> [WRITTEN REQUEST 1]
Set down everything in the disintegrating plug description from "BACKGROUND OF THE" down to "be milled out.".
> [WRITTEN REQUEST 2]
Using the disintegrating plug description, state whether each statement below agrees with it. Answer yes or no for each, and quote the words of the description that decide it.
(a) The ribs on the plug body hold it to the surrounding tubular wall by frictional contact.
(b) In US 2014/0014339, the swage is moved by a hydraulic setting tool.
(c) In U.S. Pat. No. 7,784,797, the hardened insert segments have round bases.
> [WRITTEN REQUEST 3]
Extend the disintegrating plug description, picking up after its final sentence.

Disintegrating plug for subterranean treatment use

Abstract

A disintegrating plug uses a setting tool to push a swage into the plug body that has external ribs that contact the wall of the surrounding tubular. The ribs retain the body to the surrounding tubular wall with frictional contact. Some leakage may ensue but in fracturing some leakage does not matter if enough volume under the right pressure reaches the formation. The sheared member during the setting comes out with the mandrel that is part of the setting tool. In an alternative embodiment one or more o-rings are used to seal while anchoring is assisted by the hardened insert(s) that can be snap fitted in using rib flexing or that can be a c-ring that is expanded and snapped in. The o-ring(s) are axially spaced from the insert(s).

Description

FIELD OF THE INVENTION

The field of the invention is barrier plugs for use in subterranean locations for formation treatment and more particularly plugs that substantially disintegrate when the treatment has ended.

BACKGROUND OF THE INVENTION

In certain types of treatments such as fracturing, a series of barriers with ball seats are used for the purpose of sequentially isolating intervals that have already been fractured so that the next interval uphole can be perforated and fractured. Typical of such plug devices is Us2013/0000914. Here sleeves are expanded that have an external seal and a lower end ball seat. At the end of the fracturing operation all the sleeves that were used have to be milled out.

US 2014/0014339 shows the use of a plug with an external rubber seal that is expanded with a swage moved by a wireline setting tool where the swage has a ball seat and is made of a disintegrating material. The design uses a shear device to the setting tool mandrel that remains behind as well as a rubber sleeve.

U.S. Pat. No. 7,784,797 shows the use of hardened insert segments with square bases that are dropped into an associated recess and then overlaid with rubber to retain the insert for running in. On setting, the hardened particles emerge through the rubber to aid in fixation of the expanded liner hanger. This being a liner hanger installation there is no need for any components to later disintegrate.

> [MATERIAL PROVIDED]
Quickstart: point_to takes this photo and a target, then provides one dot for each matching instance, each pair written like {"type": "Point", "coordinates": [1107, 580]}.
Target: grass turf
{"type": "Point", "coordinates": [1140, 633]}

> [EXPECTED ANSWER 1]
BACKGROUND OF THE INVENTION

In certain types of treatments such as fracturing, a series of barriers with ball seats are used for the purpose of sequentially isolating intervals that have already been fractured so that the next interval uphole can be perforated and fractured. Typical of such plug devices is Us2013/0000914. Here sleeves are expanded that have an external seal and a lower end ball seat. At the end of the fracturing operation all the sleeves that were used have to be milled out.

> [EXPECTED ANSWER 2]
(a) Yes: "The ribs retain the body to the surrounding tubular wall with frictional contact."
(b) No: "a swage moved by a wireline setting tool"
(c) No: "hardened insert segments with square bases"

> [EXPECTED ANSWER 3]
Several features are included in the present invention such as the use of degradable ribs without any seals for a fracturing application. While the ribs alone may not create a perfect seal on expansion and may not penetrate the surrounding tubular, a fracturing application can tolerate some leakage as long as the required flow can be delivered at the needed pressure to the formation. Additionally hardened materials, while having a benefit to enhance wall penetration into the surrounding tubular for enhanced grip are still limited in their degree of expansion and are not materials that are degradable. This can then leave residue when degrading other parts of a fracturing plug. The design of the shear tab from the fracturing plug is such that it extends into a mandrel of the setting tool that is removed from the plug when using a wireline setting tool such as the E-4 setting tool offered by Baker Hughes Incorporated of Houston, Tex.

An alternative design features the use of flexing ribs that do not necessarily penetrate the wall of the surrounding tubular but that can be made of a disintegrating material. These are combined with an o-ring seal to minimize the non-degrading parts when the plug is no longer needed and has to be removed to facilitate other completion steps or production. Hardened inserts are provided at a spaced location from the o-ring. The inserts can be in the shape of a c-ring and spread and snapped in or using flexing of an adjacent rib inserted as discrete units to be retained with a potential energy force from the adjacent flexed rib. The discrete units are multiple segments cut from a continuous ring. Cutting the ring into several segments reduces the space between hardened inserts after the sleeve is swaged over a cone. Reducing the distance that there is not external support for the cone will reduce the likelihood that the cone will fail when hydraulic pressure is applied to the plug. While the hardened inserts and the o-rings do not disintegrate the bulk of the plug will disintegrate facilitating subsequent operations. These and other aspects of the present invention will be more readily apparent to those skilled in the art from a review of the description of the preferred embodiment and the associated drawings while recognizing that the full scope of the invention is to be determined from the appended claims.

SUMMARY OF THE INVENTION

A disintegrating plug uses a setting tool to push a swage into the plug body that has external ribs that contact the wall of the surrounding tubular. The ribs retain the body to the surrounding tubular wall with frictional contact. Some leakage may ensue but in fracturing some leakage does not matter if enough volume under the right pressure reaches the formation. The sheared member during the setting comes out with the mandrel that is part of the setting tool. In an alternative embodiment one or more o-rings are used to seal while anchoring is assisted by the hardened insert(s) that can be snap fitted in using rib flexing or that can be a c-ring that is expanded and snapped in. The o-ring(s) are axially spaced from the insert(s).

BRIEF DESCRIPTION OF THE DRAWINGS

FIG. 1 is a half section view of an embodiment using disintegrating ribs that friction grip with no seal;

FIG. 2 is an alternative embodiment with o-ring(s) seal and hardened inserts that snap in with a c-ring shape or are segmented ring pieces pressed in with an interference fit from rib flexing.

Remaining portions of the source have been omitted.